[DATASET CONTENT start]
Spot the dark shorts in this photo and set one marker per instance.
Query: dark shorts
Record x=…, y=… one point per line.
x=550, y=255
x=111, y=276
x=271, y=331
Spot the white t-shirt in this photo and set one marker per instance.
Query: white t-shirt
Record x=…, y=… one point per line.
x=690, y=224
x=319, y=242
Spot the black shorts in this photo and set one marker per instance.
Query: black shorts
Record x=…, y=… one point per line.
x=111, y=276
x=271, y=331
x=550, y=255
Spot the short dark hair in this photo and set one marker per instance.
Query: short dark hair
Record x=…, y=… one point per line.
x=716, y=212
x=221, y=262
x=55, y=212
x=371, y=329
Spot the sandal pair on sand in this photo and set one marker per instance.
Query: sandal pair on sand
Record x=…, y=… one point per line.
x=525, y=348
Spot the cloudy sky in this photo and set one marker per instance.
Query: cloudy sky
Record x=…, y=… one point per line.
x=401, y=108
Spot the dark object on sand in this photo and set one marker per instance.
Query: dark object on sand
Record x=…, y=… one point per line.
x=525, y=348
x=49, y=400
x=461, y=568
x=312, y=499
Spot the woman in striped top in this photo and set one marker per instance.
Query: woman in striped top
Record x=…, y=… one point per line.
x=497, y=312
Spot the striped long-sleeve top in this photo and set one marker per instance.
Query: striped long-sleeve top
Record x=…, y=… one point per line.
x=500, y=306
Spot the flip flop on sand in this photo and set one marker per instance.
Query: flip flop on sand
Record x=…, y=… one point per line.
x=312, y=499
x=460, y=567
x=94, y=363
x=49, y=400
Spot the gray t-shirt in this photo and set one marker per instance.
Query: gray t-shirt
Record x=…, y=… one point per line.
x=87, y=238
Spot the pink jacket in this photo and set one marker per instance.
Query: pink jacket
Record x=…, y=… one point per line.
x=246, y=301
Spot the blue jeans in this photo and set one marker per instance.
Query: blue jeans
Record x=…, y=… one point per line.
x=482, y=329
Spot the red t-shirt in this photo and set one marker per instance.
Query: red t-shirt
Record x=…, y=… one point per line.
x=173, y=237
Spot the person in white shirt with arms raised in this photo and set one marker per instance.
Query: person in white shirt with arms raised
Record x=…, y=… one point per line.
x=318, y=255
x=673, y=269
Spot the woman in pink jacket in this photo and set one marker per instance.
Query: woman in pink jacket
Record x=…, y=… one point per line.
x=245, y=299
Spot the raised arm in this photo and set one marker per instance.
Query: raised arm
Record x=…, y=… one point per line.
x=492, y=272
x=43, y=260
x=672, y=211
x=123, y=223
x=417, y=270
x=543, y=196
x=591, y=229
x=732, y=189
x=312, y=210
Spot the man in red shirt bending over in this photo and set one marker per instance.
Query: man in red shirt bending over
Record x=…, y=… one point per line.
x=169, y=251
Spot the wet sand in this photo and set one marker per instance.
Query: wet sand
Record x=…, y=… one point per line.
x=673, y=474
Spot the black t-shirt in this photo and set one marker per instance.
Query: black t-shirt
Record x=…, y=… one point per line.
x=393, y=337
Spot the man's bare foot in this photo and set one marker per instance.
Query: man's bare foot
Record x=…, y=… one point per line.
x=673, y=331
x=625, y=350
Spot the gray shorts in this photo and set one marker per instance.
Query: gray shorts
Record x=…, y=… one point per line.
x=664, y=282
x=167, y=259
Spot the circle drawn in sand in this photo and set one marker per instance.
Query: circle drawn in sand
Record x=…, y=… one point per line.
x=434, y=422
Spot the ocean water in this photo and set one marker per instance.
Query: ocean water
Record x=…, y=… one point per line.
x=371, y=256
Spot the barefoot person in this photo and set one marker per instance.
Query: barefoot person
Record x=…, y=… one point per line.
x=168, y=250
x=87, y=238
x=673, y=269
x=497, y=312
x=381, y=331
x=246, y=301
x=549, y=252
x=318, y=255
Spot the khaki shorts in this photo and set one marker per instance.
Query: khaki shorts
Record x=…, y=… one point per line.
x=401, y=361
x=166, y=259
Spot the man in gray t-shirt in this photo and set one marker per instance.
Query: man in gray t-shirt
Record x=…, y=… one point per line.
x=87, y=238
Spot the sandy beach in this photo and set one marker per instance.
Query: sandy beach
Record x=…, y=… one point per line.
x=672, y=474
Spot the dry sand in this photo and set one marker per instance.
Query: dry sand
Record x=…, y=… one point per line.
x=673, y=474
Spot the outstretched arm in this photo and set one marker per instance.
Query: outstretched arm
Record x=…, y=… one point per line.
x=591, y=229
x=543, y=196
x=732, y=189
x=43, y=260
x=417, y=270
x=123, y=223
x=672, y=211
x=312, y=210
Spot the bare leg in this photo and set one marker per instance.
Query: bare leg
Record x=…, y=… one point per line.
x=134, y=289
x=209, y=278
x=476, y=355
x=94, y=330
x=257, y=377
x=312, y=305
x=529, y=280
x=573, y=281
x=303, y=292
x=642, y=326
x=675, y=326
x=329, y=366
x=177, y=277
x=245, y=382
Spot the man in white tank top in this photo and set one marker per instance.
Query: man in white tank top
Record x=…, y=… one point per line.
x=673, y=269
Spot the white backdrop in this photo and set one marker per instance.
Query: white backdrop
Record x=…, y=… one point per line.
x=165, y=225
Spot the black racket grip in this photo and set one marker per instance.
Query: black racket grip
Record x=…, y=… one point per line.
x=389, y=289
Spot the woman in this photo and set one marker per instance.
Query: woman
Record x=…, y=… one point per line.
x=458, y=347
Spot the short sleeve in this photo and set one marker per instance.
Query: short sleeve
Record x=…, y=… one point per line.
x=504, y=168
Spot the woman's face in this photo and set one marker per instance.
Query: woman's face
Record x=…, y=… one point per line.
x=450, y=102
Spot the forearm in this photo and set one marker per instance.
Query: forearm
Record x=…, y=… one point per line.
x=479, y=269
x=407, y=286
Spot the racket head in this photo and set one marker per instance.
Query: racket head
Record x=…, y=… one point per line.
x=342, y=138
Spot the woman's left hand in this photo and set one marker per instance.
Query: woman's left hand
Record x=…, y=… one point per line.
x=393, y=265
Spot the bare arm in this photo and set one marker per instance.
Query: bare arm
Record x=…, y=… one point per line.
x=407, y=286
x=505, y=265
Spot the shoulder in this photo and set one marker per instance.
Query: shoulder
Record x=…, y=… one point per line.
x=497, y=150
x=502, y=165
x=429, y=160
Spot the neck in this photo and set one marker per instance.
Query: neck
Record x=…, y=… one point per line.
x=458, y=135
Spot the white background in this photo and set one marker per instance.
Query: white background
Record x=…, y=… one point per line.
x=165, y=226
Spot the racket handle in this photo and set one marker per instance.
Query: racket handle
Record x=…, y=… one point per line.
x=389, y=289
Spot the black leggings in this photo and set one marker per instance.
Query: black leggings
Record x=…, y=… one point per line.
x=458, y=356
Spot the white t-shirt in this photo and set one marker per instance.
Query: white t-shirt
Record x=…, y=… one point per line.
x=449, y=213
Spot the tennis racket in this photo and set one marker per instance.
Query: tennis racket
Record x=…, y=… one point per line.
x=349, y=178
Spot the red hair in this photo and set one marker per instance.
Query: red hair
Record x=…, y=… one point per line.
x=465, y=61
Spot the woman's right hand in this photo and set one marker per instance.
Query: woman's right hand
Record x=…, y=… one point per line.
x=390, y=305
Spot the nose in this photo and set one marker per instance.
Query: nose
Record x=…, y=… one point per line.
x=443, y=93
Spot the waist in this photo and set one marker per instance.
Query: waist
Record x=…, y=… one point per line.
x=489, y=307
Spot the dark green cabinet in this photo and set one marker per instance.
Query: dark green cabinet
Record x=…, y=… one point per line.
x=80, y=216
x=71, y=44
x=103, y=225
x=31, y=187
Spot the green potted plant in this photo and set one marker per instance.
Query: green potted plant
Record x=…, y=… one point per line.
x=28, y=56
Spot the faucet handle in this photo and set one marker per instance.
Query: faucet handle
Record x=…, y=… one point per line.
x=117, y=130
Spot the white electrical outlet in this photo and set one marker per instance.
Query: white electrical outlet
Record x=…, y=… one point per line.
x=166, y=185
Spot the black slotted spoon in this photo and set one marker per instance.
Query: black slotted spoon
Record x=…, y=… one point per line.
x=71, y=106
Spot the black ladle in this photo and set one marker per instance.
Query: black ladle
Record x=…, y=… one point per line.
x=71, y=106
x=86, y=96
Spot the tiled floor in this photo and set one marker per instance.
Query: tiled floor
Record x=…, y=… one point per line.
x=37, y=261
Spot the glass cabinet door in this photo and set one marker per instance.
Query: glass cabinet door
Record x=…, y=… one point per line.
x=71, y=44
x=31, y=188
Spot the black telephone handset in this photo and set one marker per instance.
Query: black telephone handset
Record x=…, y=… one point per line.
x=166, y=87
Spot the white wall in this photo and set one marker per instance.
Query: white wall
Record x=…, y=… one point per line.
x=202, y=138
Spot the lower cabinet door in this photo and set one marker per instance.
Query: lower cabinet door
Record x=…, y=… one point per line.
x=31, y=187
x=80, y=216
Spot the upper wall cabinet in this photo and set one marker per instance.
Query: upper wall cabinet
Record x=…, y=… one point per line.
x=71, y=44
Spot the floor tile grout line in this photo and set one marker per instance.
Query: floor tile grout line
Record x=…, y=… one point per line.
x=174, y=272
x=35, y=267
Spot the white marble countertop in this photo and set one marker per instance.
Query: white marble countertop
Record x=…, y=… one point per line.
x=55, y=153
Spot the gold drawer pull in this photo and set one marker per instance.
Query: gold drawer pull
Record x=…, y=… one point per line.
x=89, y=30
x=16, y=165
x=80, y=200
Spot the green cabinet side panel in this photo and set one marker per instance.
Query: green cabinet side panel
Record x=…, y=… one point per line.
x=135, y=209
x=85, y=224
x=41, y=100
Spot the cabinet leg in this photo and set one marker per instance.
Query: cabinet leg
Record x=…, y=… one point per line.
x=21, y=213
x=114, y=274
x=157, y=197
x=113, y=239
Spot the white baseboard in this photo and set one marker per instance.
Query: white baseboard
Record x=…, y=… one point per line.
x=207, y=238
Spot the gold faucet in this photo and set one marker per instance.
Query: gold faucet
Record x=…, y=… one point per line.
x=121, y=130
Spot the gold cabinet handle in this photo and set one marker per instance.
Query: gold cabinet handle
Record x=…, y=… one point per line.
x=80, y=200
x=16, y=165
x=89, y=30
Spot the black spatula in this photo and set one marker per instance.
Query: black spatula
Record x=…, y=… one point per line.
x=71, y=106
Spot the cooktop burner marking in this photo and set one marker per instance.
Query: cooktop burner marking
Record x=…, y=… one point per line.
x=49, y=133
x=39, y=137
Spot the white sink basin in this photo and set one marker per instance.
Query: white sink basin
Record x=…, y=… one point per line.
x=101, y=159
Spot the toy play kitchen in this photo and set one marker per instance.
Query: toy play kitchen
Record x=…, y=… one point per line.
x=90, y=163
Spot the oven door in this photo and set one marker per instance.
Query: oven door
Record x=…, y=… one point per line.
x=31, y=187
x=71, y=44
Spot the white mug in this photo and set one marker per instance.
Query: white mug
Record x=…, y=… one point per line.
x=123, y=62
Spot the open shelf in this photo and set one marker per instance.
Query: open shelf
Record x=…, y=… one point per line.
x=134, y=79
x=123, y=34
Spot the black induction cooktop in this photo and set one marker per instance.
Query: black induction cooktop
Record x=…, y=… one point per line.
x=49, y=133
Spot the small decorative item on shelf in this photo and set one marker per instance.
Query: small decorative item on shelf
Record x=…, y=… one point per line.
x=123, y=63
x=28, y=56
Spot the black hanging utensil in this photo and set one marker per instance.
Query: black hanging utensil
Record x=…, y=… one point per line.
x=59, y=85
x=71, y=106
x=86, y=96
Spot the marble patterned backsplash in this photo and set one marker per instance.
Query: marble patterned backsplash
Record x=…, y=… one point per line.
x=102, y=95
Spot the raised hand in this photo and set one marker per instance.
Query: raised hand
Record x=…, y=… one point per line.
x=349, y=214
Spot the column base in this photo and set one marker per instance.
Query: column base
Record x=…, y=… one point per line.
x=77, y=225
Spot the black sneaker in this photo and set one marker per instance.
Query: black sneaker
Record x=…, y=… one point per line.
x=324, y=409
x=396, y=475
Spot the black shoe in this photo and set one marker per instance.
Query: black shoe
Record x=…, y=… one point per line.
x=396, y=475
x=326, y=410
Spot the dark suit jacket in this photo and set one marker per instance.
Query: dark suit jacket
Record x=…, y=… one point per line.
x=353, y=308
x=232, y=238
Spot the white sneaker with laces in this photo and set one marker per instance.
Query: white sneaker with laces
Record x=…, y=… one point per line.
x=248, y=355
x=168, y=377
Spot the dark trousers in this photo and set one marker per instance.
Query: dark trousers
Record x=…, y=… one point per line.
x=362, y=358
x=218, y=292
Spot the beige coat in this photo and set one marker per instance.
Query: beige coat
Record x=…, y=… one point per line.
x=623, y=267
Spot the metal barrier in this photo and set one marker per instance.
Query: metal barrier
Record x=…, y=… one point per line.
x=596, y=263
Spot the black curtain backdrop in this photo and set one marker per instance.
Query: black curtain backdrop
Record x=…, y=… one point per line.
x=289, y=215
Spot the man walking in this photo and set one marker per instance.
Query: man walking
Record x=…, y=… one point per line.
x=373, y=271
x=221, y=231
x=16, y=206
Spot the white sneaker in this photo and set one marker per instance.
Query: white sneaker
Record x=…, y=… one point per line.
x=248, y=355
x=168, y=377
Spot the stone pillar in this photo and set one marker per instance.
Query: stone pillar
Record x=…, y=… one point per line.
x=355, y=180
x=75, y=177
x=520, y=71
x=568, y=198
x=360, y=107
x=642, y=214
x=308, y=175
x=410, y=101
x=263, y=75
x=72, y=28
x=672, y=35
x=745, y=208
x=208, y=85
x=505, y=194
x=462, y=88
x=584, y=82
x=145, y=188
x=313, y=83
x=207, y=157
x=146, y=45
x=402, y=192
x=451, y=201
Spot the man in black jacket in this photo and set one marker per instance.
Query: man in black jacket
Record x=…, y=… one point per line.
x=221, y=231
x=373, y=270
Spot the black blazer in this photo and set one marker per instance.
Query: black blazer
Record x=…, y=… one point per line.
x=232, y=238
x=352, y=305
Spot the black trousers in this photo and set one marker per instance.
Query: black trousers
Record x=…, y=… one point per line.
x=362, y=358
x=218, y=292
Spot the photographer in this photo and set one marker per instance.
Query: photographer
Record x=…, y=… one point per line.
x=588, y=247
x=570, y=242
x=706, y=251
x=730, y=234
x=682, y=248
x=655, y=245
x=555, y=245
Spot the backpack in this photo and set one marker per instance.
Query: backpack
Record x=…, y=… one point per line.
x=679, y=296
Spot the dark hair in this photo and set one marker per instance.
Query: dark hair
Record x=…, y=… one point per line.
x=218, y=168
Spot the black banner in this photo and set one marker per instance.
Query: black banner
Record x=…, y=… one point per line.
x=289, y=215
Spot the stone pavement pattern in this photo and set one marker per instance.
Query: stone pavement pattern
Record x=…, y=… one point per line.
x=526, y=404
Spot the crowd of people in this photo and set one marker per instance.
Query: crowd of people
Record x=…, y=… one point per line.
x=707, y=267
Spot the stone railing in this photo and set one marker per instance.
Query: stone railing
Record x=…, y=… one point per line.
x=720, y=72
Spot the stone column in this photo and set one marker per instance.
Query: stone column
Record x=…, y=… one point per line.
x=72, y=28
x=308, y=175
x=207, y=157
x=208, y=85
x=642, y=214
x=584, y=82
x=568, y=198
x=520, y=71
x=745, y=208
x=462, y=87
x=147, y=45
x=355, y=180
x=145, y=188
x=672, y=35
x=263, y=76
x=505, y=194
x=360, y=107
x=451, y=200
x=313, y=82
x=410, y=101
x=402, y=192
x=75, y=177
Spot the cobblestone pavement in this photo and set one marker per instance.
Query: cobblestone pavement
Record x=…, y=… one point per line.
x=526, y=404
[DATASET CONTENT end]
EXERCISE BRIEF -> Reproduce the entries exactly, from the line with "Spot the man in white" to the line with "x=449, y=213", both included.

WORKED SOLUTION ->
Spot the man in white tank top in this photo and set one marker per instance.
Query: man in white tank top
Record x=…, y=… one point per line.
x=673, y=269
Spot the white backdrop in this photo and set one marker per instance.
Query: white backdrop
Record x=…, y=… one point per line.
x=165, y=225
Spot the black racket grip in this photo and set one marker per instance.
Query: black racket grip
Record x=…, y=… one point per line.
x=389, y=289
Spot the woman in this photo and set one marker per instance.
Query: woman
Record x=…, y=… one point per line.
x=458, y=347
Spot the short sleeve in this photo and set one marker per instance.
Query: short sleeve
Record x=…, y=… one point per line.
x=504, y=168
Spot the woman's face in this photo and set one marker per instance.
Query: woman's face
Record x=…, y=… one point per line.
x=450, y=102
Spot the forearm in this photo and set one marker per instance.
Query: forearm
Record x=…, y=… one point per line.
x=479, y=269
x=407, y=286
Spot the racket head in this photo and set one marker per instance.
Query: racket head
Record x=…, y=… one point per line.
x=342, y=138
Spot the woman's left hand in this photo and set one marker per instance.
Query: woman's left hand
Record x=…, y=… one point per line.
x=393, y=265
Spot the bare arm in this photo and set one marker per instance.
Query: bare arm
Record x=…, y=… one point per line.
x=407, y=286
x=505, y=265
Spot the shoulder in this photo and set one marker per instance.
Query: shoulder
Record x=…, y=… one point per line.
x=497, y=150
x=502, y=165
x=429, y=160
Spot the neck in this photo and set one marker per instance.
Query: neck
Record x=…, y=… one point per line.
x=458, y=135
Spot the white background in this photo and set one marker per instance.
Query: white background
Record x=…, y=… one point per line.
x=165, y=226
Spot the racket handle in this photo and set one marker per instance.
Query: racket handle
Record x=…, y=… one point per line.
x=389, y=289
Spot the black leggings in this photo and set one marker per instance.
Query: black leggings
Record x=…, y=… one point per line.
x=458, y=356
Spot the white t-shirt in this photo and set one marker per instance.
Query: white t-shirt
Record x=…, y=… one point per line.
x=449, y=213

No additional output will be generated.